START Source material
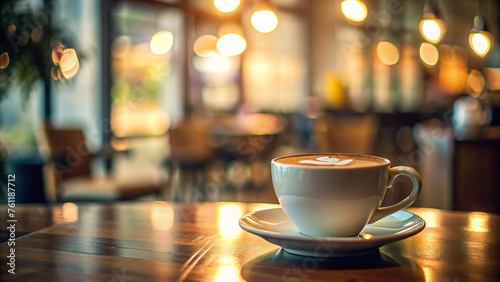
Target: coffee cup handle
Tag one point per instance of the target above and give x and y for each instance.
(406, 202)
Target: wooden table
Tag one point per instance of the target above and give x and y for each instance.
(147, 241)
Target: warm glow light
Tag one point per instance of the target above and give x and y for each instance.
(205, 45)
(264, 21)
(478, 222)
(231, 44)
(429, 54)
(475, 83)
(4, 60)
(57, 53)
(228, 217)
(70, 212)
(226, 6)
(162, 216)
(69, 64)
(480, 43)
(432, 29)
(354, 10)
(161, 42)
(367, 236)
(387, 53)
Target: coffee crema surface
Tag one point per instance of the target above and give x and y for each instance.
(333, 160)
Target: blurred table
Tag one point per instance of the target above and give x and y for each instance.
(146, 241)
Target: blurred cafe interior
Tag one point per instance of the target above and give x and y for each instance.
(188, 100)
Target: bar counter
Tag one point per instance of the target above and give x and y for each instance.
(148, 241)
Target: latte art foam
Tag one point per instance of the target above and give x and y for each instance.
(333, 160)
(326, 161)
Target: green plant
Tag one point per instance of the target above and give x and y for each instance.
(27, 38)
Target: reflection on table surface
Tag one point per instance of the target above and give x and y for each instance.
(153, 240)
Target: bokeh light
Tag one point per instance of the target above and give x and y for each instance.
(354, 10)
(226, 6)
(387, 53)
(429, 54)
(231, 44)
(69, 63)
(432, 29)
(161, 42)
(264, 21)
(205, 45)
(480, 43)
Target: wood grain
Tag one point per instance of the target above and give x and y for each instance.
(147, 241)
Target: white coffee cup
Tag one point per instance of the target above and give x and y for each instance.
(337, 200)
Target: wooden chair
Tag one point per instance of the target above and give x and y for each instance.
(69, 177)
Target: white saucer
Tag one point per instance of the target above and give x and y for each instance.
(274, 226)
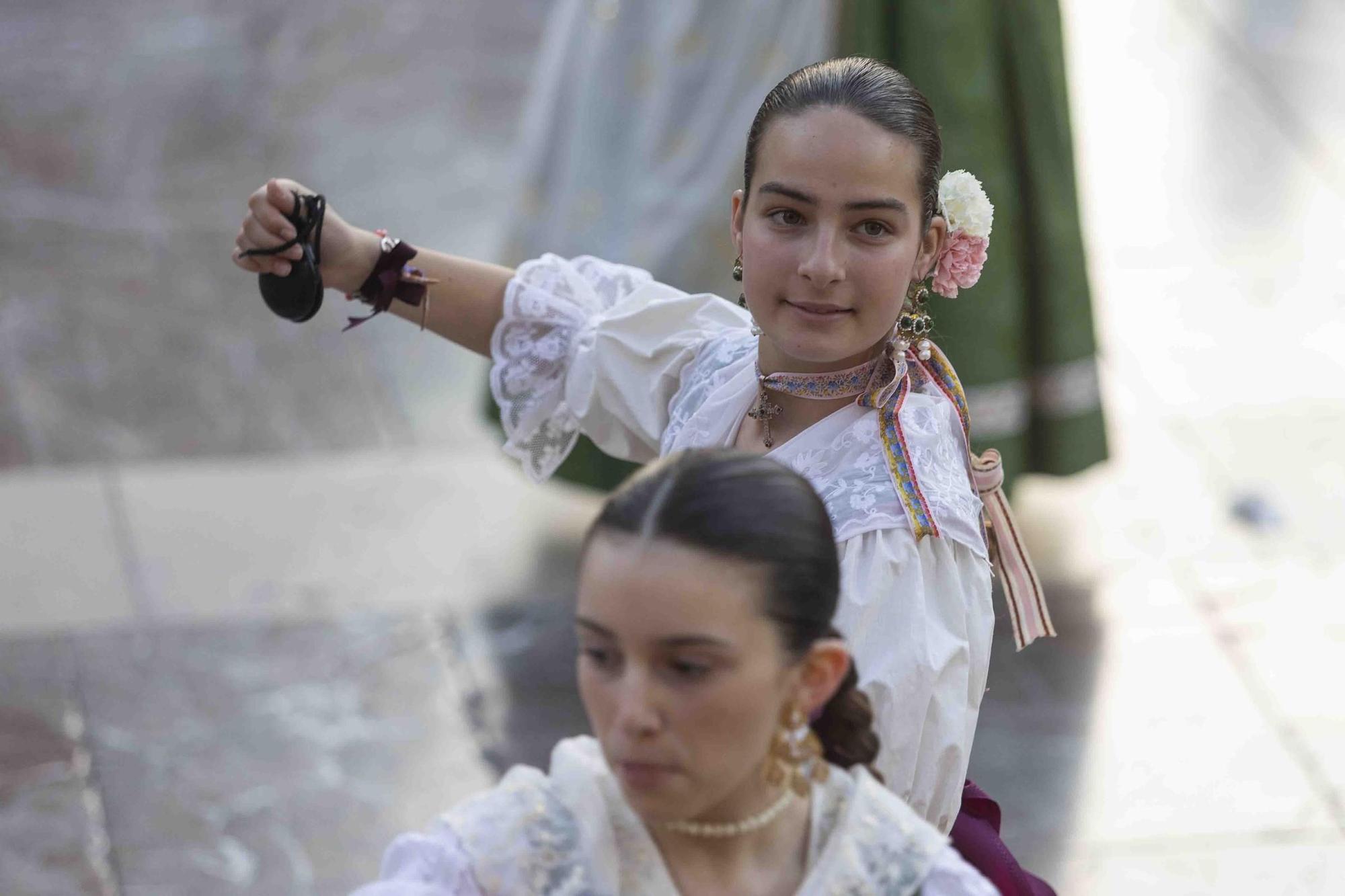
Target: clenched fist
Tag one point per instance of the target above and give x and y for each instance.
END Source material
Each line above is to be copied exactly, and the pictures are to be dropped.

Target: coffee cup handle
Tag one point per instance of the target above and give x and y for each instance.
(406, 202)
Target: wooden table
Tag one point per instance of the target above and give x and y for each instance.
(147, 241)
Target: warm glow light
Tag one point per instance of the target above and give x and y for each instance.
(205, 45)
(264, 21)
(478, 222)
(231, 44)
(429, 54)
(475, 83)
(4, 60)
(57, 53)
(228, 217)
(70, 212)
(226, 6)
(162, 216)
(69, 64)
(480, 43)
(432, 29)
(354, 10)
(161, 42)
(367, 236)
(387, 53)
Target: coffee crema surface
Tag one point per instance of the target above and give x and y for each instance.
(333, 160)
Target: blurred table
Tag one point per instance of the target above and give x and y for each instance.
(146, 241)
Target: blurred cafe interior
Tag one point per instance of the target above and give x and y for each instance.
(188, 100)
Target: bar counter
Tag one point per instance of the target above and give x and y for each instance.
(148, 241)
Target: latte art foam
Tag one point per instance of the target above and give x and y for each instance.
(333, 160)
(326, 161)
Target: green plant
Tag one point per instance of the target above and give x and y for each instance.
(27, 38)
Target: reflection on table surface
Tag one point per instance of the target above and give x and y for each instance.
(153, 240)
Target: bokeh light
Tag one point per instance of the target above and give x and y for each instance.
(354, 10)
(226, 6)
(387, 53)
(429, 54)
(231, 44)
(69, 63)
(432, 29)
(161, 42)
(264, 21)
(205, 45)
(480, 43)
Target: wood grain
Tag one point per instance of the target above and give x and y for each instance.
(147, 241)
Target: white coffee cup
Tag one point per instance of the target above and give x and y for each instance.
(337, 200)
Target: wooden chair
Tag one point per instance of the target above and give x and y for each instance.
(69, 177)
Target: white saucer
Tag one point per instance of the target above and give x and y for each instance.
(274, 226)
Target: clenched fist
Tag one point per instance of the target above and give x and y for each instance.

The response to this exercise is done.